# STORED DATA start

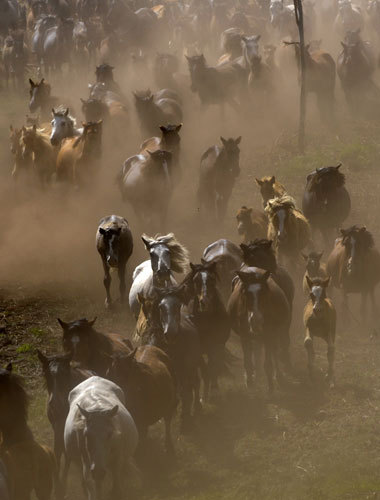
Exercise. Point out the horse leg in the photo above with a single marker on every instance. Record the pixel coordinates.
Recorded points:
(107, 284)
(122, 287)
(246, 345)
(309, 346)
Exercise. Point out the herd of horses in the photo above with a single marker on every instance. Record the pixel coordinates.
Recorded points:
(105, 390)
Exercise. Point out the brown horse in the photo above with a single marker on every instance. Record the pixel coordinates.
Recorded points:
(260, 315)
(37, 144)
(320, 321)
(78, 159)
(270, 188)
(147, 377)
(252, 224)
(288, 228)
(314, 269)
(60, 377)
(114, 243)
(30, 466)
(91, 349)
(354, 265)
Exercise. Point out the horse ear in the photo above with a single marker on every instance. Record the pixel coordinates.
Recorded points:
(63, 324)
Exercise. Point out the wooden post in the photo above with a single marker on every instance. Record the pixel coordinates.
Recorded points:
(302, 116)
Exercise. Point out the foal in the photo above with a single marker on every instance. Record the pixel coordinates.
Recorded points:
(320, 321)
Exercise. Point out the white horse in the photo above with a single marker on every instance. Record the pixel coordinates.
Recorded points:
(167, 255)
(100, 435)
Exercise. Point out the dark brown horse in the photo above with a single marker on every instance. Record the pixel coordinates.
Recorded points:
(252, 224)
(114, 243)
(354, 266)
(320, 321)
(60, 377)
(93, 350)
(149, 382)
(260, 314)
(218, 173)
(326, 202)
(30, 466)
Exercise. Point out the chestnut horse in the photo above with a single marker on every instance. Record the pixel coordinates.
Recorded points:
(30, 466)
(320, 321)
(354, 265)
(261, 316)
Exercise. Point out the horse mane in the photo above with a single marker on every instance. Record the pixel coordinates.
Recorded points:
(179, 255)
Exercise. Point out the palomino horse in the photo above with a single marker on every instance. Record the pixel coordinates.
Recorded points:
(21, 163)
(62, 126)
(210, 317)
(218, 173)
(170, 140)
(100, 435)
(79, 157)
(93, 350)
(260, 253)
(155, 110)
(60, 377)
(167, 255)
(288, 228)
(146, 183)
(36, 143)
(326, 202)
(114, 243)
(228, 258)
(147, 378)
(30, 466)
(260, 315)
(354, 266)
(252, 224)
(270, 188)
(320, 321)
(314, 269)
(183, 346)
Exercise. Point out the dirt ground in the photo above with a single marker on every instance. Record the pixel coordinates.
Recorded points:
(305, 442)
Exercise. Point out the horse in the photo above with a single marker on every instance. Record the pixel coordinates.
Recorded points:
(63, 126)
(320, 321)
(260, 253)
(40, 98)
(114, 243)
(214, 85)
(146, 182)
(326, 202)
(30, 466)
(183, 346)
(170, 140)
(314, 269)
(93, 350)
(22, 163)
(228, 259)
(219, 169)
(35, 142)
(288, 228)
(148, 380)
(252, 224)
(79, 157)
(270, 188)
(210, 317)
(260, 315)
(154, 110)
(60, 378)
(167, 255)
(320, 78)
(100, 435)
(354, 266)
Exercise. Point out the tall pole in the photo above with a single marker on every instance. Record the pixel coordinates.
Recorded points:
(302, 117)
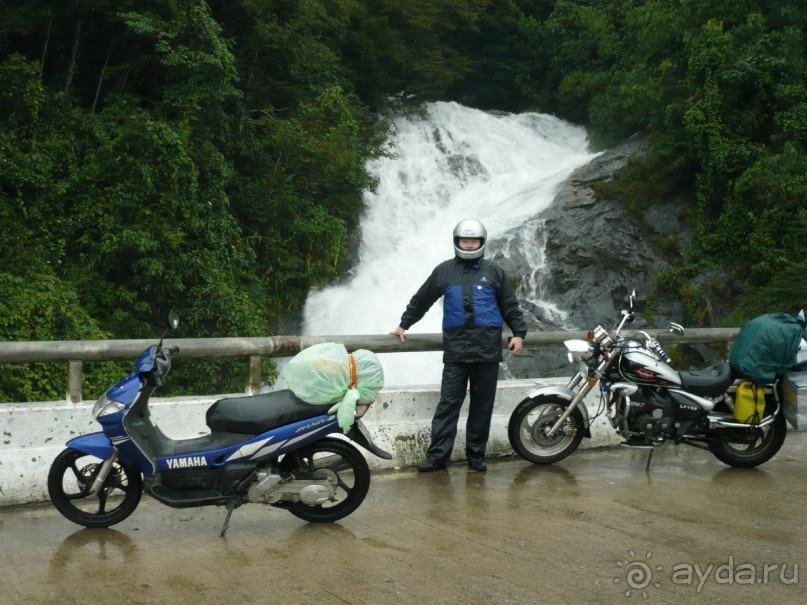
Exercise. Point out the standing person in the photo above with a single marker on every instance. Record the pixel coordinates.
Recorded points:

# STORED DATA end
# STORED DATA start

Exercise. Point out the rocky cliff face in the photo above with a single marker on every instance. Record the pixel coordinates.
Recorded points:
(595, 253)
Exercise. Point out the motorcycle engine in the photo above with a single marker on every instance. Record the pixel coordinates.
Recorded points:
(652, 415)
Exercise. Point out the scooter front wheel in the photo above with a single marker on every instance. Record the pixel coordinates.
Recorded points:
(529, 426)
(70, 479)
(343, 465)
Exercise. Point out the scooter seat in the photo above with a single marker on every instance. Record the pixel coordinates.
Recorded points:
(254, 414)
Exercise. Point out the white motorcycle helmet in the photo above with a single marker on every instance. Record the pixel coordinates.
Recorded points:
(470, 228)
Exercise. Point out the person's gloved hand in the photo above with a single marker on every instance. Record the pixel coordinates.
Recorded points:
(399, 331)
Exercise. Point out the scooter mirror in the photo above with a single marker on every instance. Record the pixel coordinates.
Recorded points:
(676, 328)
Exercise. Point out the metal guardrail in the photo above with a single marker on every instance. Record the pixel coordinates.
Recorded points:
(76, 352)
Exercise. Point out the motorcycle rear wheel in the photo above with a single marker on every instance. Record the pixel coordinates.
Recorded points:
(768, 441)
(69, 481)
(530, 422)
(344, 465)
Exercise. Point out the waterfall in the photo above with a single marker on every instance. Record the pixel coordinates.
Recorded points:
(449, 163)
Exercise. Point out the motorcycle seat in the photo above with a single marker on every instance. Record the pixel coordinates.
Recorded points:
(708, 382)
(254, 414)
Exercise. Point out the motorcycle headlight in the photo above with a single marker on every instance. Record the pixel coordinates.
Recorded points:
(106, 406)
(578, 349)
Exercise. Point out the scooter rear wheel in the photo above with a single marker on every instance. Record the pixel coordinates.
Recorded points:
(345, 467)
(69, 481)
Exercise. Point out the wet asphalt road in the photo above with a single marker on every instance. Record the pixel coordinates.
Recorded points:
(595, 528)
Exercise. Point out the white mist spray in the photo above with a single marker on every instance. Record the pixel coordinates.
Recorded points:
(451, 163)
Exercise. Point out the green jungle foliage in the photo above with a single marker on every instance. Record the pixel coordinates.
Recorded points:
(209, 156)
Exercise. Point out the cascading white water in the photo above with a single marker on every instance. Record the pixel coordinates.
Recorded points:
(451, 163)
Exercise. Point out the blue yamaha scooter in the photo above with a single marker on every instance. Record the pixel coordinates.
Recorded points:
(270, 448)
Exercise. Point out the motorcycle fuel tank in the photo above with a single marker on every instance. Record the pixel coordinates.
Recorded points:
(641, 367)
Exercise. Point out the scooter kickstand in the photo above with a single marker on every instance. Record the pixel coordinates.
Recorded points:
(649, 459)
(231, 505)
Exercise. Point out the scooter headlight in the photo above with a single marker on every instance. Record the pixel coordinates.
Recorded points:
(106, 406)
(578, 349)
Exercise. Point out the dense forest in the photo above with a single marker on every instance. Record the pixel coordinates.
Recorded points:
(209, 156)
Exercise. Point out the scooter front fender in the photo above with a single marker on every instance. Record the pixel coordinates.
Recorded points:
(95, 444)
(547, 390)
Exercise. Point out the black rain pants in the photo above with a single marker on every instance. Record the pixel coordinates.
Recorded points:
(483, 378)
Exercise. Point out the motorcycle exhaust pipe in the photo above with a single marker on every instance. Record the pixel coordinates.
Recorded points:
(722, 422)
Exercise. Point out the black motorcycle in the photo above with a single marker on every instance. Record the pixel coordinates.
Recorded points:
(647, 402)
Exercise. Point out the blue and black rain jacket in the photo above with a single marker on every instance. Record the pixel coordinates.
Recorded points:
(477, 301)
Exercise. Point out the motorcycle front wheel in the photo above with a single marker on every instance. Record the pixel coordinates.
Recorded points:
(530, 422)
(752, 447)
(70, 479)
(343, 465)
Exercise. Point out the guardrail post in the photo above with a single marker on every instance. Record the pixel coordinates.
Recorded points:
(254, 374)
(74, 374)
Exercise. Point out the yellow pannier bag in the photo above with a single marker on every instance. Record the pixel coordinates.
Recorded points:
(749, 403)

# STORED DATA end
# STORED DATA start

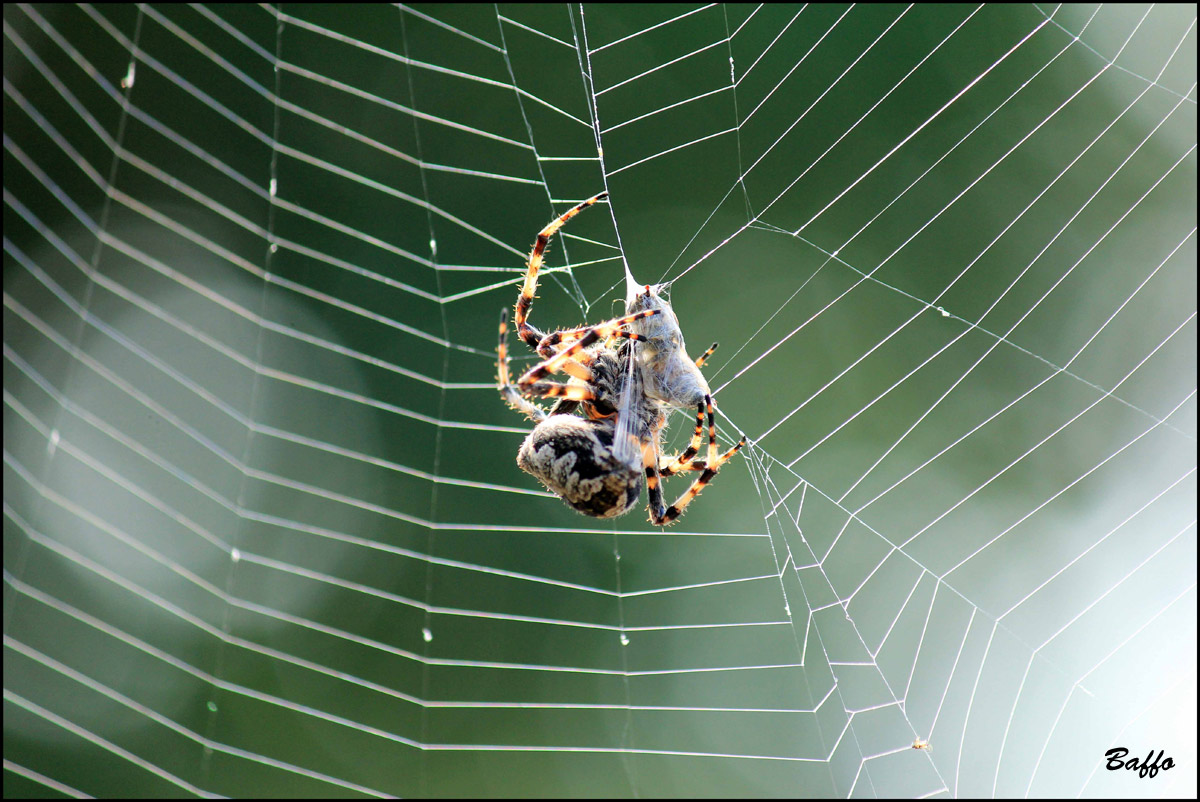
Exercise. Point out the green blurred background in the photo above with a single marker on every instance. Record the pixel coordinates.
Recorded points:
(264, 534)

# STORED DATA end

§ **WHAT YOU NEED TO DO**: Pull out every line of the entries above that contains the word "rain", and copy each one in full.

§ **THE ANSWER**:
Exercise. Point out the black rain pants in the photo above with a single marker on every instance. Record the pixel coordinates.
Exercise. Point out the blue and black rain jacket in the photo above with a single marker on every instance. Record the pixel coordinates.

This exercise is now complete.